[What this exercise asks]:
A) According to the CogAgent text, under which license is CogAgent released?
B) Say whether each statement agrees with the CogAgent text, answering yes or no and quoting the deciding words: (i) CogAgent accepts instructions in English and Chinese. (ii) The CLI demo is meant for interactive, multi-turn sessions. (iii) CogAgent works on Android 10 through 12.
C) Write out the CogAgent text from "UI Testing &" up to and including "support multi-step reasoning.", swapping "natural language" for "plain language".

[Exercise text]:
= = =

Notably, it outperforms LLM+HTML methods on both PC and Android tasks—despite using only screenshots as input.

Bilingual Support and Platform Flexibility

The model supports English and Chinese instructions and works across three major platforms:

Windows 10/11 (WIN)
macOS 14/15 (Mac)
Android 13–15 (Mobile)

This makes it valuable for global development teams and multilingual user bases.

Open Source and Commercially Usable

Unlike many proprietary GUI agents, CogAgent is fully open-sourced under the Apache 2.0 license, allowing free use in research and commercial products. Its weights and code are publicly available, fostering transparency and community-driven improvement.

Practical Use Cases Where CogAgent Shines

CogAgent isn’t just a research prototype—it solves tangible problems:

Automating Repetitive Workflows: Bulk-editing spreadsheets, sending templated emails, or filling out web forms without RPA bots that break on UI changes.
Assistive Technology: Enabling voice- or text-controlled navigation for users with motor impairments.
Legacy System Integration: Interfacing with old desktop applications that lack APIs or documentation—by simply “watching” the screen.
UI Testing & Validation: Automatically verifying that button clicks lead to expected screens or that error messages appear under edge cases.
Mobile App Automation: Performing tasks on Android apps where instrumentation (e.g., via Appium) is restricted or unreliable.

In all these scenarios, CogAgent thrives where traditional automation fails: when you only have pixels, not code.

Getting Started: How CogAgent Works in Practice

Using CogAagent follows a clear, structured workflow:

Input a screenshot of the current screen.
Provide a task description in natural language (e.g., “Click ‘Checkout’ and apply promo code SAVE10”).
Specify the platform (WIN, Mac, or Mobile).
(Optional) Include past action history to support multi-step reasoning.

The model returns a strictly formatted output containing:

Action: Human-readable instruction (e.g., “Click the search bar”)
Grounded Operation: Machine-executable command with screen coordinates, such as CLICK(box=[[352,102,786,139]])
(Optional) Status, Plan, or Sensitivity tags based on the requested output format

For quick experimentation, users can run:

A CLI demo (inference/cli_demo.py) for one-off predictions
A web demo (inference/web_demo.py) for interactive, multi-turn sessions

The model supports multiple response formats (e.g., Action-Operation, Status-Plan-Action-Operation), allowing developers to tailor outputs to their agent pipeline.

= = =

[Point localization data]:
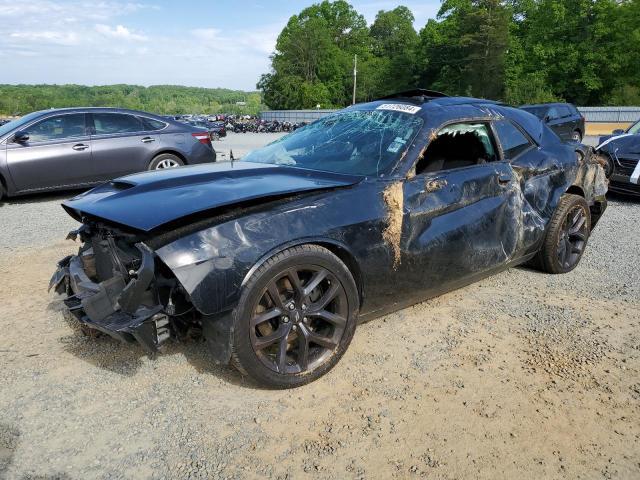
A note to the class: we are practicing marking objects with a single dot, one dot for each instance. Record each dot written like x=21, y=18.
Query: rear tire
x=164, y=161
x=566, y=237
x=296, y=317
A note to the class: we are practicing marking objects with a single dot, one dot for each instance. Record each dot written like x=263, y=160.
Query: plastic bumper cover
x=113, y=306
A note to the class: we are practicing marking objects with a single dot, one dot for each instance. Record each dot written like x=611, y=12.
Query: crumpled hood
x=145, y=201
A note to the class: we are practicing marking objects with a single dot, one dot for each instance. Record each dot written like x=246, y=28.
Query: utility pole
x=355, y=77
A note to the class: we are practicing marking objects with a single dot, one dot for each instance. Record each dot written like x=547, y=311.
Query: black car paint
x=103, y=158
x=457, y=226
x=623, y=151
x=564, y=125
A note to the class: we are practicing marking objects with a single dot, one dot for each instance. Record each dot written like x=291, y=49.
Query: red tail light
x=202, y=137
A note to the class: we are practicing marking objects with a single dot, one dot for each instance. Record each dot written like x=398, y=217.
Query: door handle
x=436, y=184
x=503, y=178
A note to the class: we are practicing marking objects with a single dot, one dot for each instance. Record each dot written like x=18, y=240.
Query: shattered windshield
x=353, y=142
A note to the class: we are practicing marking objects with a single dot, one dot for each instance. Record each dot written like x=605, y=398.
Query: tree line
x=518, y=51
x=161, y=99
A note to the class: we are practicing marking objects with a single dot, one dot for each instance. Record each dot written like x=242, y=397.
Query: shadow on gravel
x=110, y=354
x=618, y=197
x=9, y=436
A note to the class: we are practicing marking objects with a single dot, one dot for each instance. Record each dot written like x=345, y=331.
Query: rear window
x=539, y=112
x=151, y=124
x=564, y=111
x=513, y=141
x=109, y=123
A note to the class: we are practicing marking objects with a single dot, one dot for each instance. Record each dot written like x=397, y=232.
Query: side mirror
x=21, y=137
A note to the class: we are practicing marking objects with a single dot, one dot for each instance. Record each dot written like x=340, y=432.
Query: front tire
x=567, y=235
x=296, y=317
x=164, y=161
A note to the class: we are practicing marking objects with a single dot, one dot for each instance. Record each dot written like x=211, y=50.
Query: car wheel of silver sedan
x=165, y=160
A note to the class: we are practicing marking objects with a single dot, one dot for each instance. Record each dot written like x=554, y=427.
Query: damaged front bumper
x=114, y=306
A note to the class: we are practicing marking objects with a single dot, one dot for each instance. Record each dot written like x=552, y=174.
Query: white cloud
x=206, y=34
x=58, y=38
x=120, y=32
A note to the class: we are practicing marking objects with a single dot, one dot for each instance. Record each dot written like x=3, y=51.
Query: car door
x=120, y=144
x=57, y=154
x=537, y=172
x=460, y=224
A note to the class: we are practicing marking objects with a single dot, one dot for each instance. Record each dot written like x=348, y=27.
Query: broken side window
x=513, y=141
x=456, y=146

= = =

[Per-task outputs]:
A) The Apache 2.0 license.

B)
(i) Yes: "The model supports English and Chinese instructions"
(ii) No: "A CLI demo (inference/cli_demo.py) for one-off predictions"
(iii) No: "Android 13–15 (Mobile)"

C)
UI Testing & Validation: Automatically verifying that button clicks lead to expected screens or that error messages appear under edge cases.
Mobile App Automation: Performing tasks on Android apps where instrumentation (e.g., via Appium) is restricted or unreliable.

In all these scenarios, CogAgent thrives where traditional automation fails: when you only have pixels, not code.

Getting Started: How CogAgent Works in Practice

Using CogAagent follows a clear, structured workflow:

Input a screenshot of the current screen.
Provide a task description in plain language (e.g., “Click ‘Checkout’ and apply promo code SAVE10”).
Specify the platform (WIN, Mac, or Mobile).
(Optional) Include past action history to support multi-step reasoning.